-------- Exercise inputs

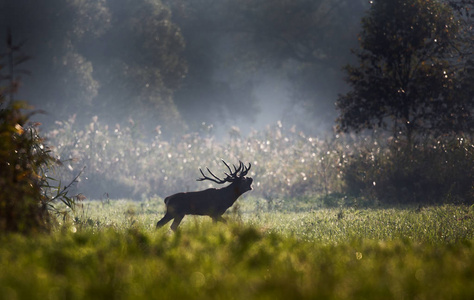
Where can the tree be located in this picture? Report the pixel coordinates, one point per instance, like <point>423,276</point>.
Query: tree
<point>116,59</point>
<point>407,77</point>
<point>235,47</point>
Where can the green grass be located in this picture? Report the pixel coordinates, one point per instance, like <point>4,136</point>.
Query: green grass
<point>111,251</point>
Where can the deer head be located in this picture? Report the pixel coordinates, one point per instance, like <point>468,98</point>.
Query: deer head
<point>210,202</point>
<point>235,177</point>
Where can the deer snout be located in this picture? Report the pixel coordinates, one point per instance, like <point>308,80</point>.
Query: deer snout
<point>250,180</point>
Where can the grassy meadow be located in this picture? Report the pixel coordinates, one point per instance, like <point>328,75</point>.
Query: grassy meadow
<point>110,250</point>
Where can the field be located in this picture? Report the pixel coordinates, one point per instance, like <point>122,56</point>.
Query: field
<point>110,250</point>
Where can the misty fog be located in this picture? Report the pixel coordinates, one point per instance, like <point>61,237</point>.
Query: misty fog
<point>179,64</point>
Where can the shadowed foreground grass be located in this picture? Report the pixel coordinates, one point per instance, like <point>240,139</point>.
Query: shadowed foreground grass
<point>242,260</point>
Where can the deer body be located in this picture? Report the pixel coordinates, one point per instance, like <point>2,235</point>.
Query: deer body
<point>210,202</point>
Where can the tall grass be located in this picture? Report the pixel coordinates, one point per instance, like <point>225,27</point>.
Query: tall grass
<point>110,250</point>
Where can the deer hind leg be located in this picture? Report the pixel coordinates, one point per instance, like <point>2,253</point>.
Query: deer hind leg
<point>168,217</point>
<point>176,221</point>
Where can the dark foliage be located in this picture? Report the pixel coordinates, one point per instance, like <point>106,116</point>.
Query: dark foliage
<point>407,80</point>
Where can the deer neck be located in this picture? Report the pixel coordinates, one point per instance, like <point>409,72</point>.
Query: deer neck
<point>233,192</point>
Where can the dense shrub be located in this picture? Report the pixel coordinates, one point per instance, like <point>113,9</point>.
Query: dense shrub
<point>26,195</point>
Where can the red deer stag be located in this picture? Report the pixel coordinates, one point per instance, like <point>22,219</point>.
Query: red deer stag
<point>210,202</point>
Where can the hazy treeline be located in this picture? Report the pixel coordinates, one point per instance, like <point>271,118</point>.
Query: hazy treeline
<point>180,63</point>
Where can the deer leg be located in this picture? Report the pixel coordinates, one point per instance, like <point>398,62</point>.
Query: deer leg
<point>219,219</point>
<point>176,222</point>
<point>168,217</point>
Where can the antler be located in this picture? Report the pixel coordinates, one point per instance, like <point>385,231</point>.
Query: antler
<point>230,177</point>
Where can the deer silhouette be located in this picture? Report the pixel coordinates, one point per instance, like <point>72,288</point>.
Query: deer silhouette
<point>211,202</point>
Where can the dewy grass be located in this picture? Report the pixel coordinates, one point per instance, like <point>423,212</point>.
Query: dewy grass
<point>111,251</point>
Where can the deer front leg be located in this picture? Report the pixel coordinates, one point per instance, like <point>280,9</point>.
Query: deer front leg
<point>219,219</point>
<point>168,217</point>
<point>176,222</point>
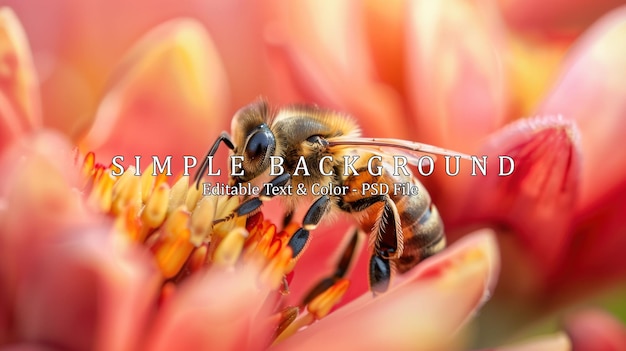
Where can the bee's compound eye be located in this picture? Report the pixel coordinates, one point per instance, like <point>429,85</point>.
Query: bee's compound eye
<point>260,144</point>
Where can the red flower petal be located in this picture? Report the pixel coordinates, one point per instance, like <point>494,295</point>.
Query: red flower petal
<point>19,88</point>
<point>423,311</point>
<point>591,92</point>
<point>170,88</point>
<point>595,330</point>
<point>535,201</point>
<point>457,87</point>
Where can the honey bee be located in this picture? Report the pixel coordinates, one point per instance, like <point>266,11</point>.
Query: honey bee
<point>316,146</point>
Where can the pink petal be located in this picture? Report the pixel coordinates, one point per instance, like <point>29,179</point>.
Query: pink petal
<point>171,88</point>
<point>319,54</point>
<point>93,291</point>
<point>596,330</point>
<point>38,202</point>
<point>554,17</point>
<point>219,311</point>
<point>424,310</point>
<point>26,347</point>
<point>591,92</point>
<point>456,85</point>
<point>19,88</point>
<point>536,200</point>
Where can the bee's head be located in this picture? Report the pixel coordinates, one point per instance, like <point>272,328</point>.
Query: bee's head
<point>254,140</point>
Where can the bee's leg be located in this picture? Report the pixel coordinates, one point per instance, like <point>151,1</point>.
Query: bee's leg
<point>379,272</point>
<point>311,219</point>
<point>224,137</point>
<point>253,204</point>
<point>386,239</point>
<point>340,271</point>
<point>287,218</point>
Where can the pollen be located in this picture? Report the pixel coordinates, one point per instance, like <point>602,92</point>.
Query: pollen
<point>189,233</point>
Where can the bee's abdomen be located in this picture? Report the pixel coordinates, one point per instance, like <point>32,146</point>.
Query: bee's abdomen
<point>422,227</point>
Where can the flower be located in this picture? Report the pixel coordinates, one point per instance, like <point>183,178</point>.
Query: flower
<point>451,74</point>
<point>95,261</point>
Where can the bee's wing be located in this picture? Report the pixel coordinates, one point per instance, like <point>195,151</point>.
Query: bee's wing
<point>387,146</point>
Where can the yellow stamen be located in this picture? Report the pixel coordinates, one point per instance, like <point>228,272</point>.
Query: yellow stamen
<point>101,196</point>
<point>126,192</point>
<point>324,302</point>
<point>147,183</point>
<point>193,197</point>
<point>154,212</point>
<point>178,194</point>
<point>229,249</point>
<point>172,247</point>
<point>198,259</point>
<point>128,224</point>
<point>318,308</point>
<point>272,275</point>
<point>202,220</point>
<point>89,163</point>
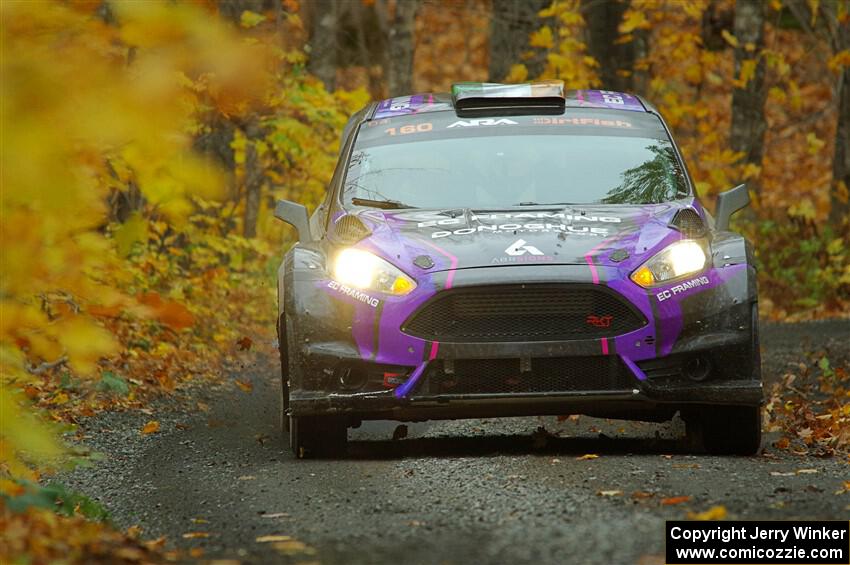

----------------

Would you provide an exact, picture-free copy of the data above?

Where can the tree be located in this picture? Report the pixel coordinates, one point per instance, like <point>423,276</point>.
Query: tree
<point>116,59</point>
<point>407,77</point>
<point>235,47</point>
Where can the green grass be located in this picture? Report the pixel coordinates, one point per instance, like <point>4,136</point>.
Query: green grass
<point>111,251</point>
Where can the deer head be located in this picture? Report the pixel coordinates, one point per instance, like <point>468,98</point>.
Query: deer head
<point>210,202</point>
<point>235,177</point>
Where can the deer snout be located in this picture? Report the pixel coordinates, one point per instance, like <point>308,80</point>.
Query: deer snout
<point>250,180</point>
Where can the grassy meadow be located in this picture? Report the pixel coordinates, one point per instance, like <point>328,75</point>.
Query: grassy meadow
<point>110,250</point>
Where can the field be located in this picture? Report the pixel coordinates, one point per instance, like <point>122,56</point>.
Query: field
<point>110,250</point>
Where can the misty fog be located in this picture? Report the pixel coordinates, one point per instance, like <point>61,237</point>.
Query: misty fog
<point>179,64</point>
Where can the shadowed foreground grass be located in this picture? Report the pixel coordinates, one point per instance, like <point>240,139</point>.
Query: shadowed foreground grass
<point>242,260</point>
Where can the deer body be located in this picture? Report the pixel coordinates, one point per instance, like <point>2,235</point>.
Query: deer body
<point>210,202</point>
Where can the tall grass be located in this picture? Report the pixel coordinates, one point per instance, like <point>225,27</point>.
Query: tall grass
<point>110,250</point>
Where can the deer hind leg be located in this picture? Report the pixel coordinates, one point per instance, like <point>2,253</point>.
Query: deer hind leg
<point>168,217</point>
<point>176,221</point>
Where can the dark foliage be located in this picture? Report the pixel coordinates, one point per instance, like <point>106,116</point>.
Query: dark foliage
<point>407,80</point>
Where can the deer neck be located in this picture? Report the pixel coordinates, one point per instance, like <point>409,72</point>.
Query: deer neck
<point>233,192</point>
Where can the dense shrub be located in this picture? Report the pixel coordinates, one point per instance, like <point>113,9</point>.
Query: dense shrub
<point>26,195</point>
Where can the red deer stag be located in this picture? Report the pixel coordinates, one point per instance, like <point>22,219</point>.
Query: red deer stag
<point>210,202</point>
Where can the hazy treeline be located in this picture? Report the pixel coordinates, one point per instance, like <point>271,118</point>.
Query: hazy treeline
<point>180,63</point>
Where can the deer leg be located in this picture? Report the pixel coordinates, one point per instance, like <point>398,62</point>.
Query: deer leg
<point>219,219</point>
<point>176,222</point>
<point>168,217</point>
Where can the antler be located in this picture? Report the pixel coordinates, one point per instance, like <point>385,231</point>.
Query: antler
<point>230,177</point>
Where can the deer silhouette be located in this picture? Report the pixel coordinates, one point per instance, like <point>72,288</point>.
Query: deer silhouette
<point>211,202</point>
Where can the dewy grass be located in this picture? Report the pixel coordinates, one point per instance, like <point>423,212</point>.
Query: dewy grass
<point>111,251</point>
Where can the deer front leg be located in this picture? Report the pixel coordinates, one point per instance, like <point>280,9</point>.
Query: deer front leg
<point>219,219</point>
<point>168,217</point>
<point>176,222</point>
Where can the bee's compound eye be located in this picture? Report the pixel coordinates, one point per instance, like <point>429,85</point>.
Query: bee's compound eye
<point>260,144</point>
Where can the red flower petal be located in this picture? Report the pixel coordinates, one point per instance, like <point>494,295</point>.
Query: red flower petal
<point>19,88</point>
<point>423,311</point>
<point>591,92</point>
<point>170,88</point>
<point>595,330</point>
<point>535,201</point>
<point>457,87</point>
Where can the honey bee be located in this picture? Report the pixel coordinates, one point per instance, like <point>266,11</point>.
Query: honey bee
<point>316,146</point>
Where can the pink petal be located in this picture? Report the pixel coordinates, one point per instance, like <point>29,179</point>.
Query: pink petal
<point>171,88</point>
<point>319,54</point>
<point>93,291</point>
<point>596,330</point>
<point>38,202</point>
<point>554,17</point>
<point>219,311</point>
<point>424,310</point>
<point>26,347</point>
<point>591,92</point>
<point>456,85</point>
<point>19,88</point>
<point>536,200</point>
Where can the bee's head be located in this picture? Report the pixel coordinates, one point per instance, like <point>272,328</point>.
Query: bee's head
<point>254,140</point>
Where can the bee's leg be located in this picture? Report the pixel coordinates, one point per instance, like <point>151,1</point>.
Query: bee's leg
<point>379,272</point>
<point>311,219</point>
<point>224,137</point>
<point>253,204</point>
<point>386,239</point>
<point>340,271</point>
<point>287,218</point>
Where can the pollen be located in this picture? Report the pixel coordinates, one point per instance, like <point>602,92</point>.
Query: pollen
<point>189,233</point>
Where can the bee's abdomen be located in this picture? Report the pixel coordinates, one point per instance, like <point>32,146</point>.
Query: bee's abdomen
<point>422,227</point>
Where can the flower be located in this picture? Report the pixel coordinates, one point per instance, like <point>183,178</point>.
Query: flower
<point>451,74</point>
<point>95,261</point>
Where can the bee's wing be located in this picture? Report the pixel coordinates, one point per instance, like <point>195,151</point>.
Query: bee's wing
<point>387,146</point>
Where can the yellow stamen be located in this picture? Report the pixel coordinates, one point per instance, like <point>228,272</point>.
Query: yellow stamen
<point>101,196</point>
<point>126,192</point>
<point>324,302</point>
<point>147,183</point>
<point>193,197</point>
<point>154,212</point>
<point>178,194</point>
<point>229,249</point>
<point>172,247</point>
<point>198,259</point>
<point>128,224</point>
<point>318,308</point>
<point>272,275</point>
<point>202,220</point>
<point>89,163</point>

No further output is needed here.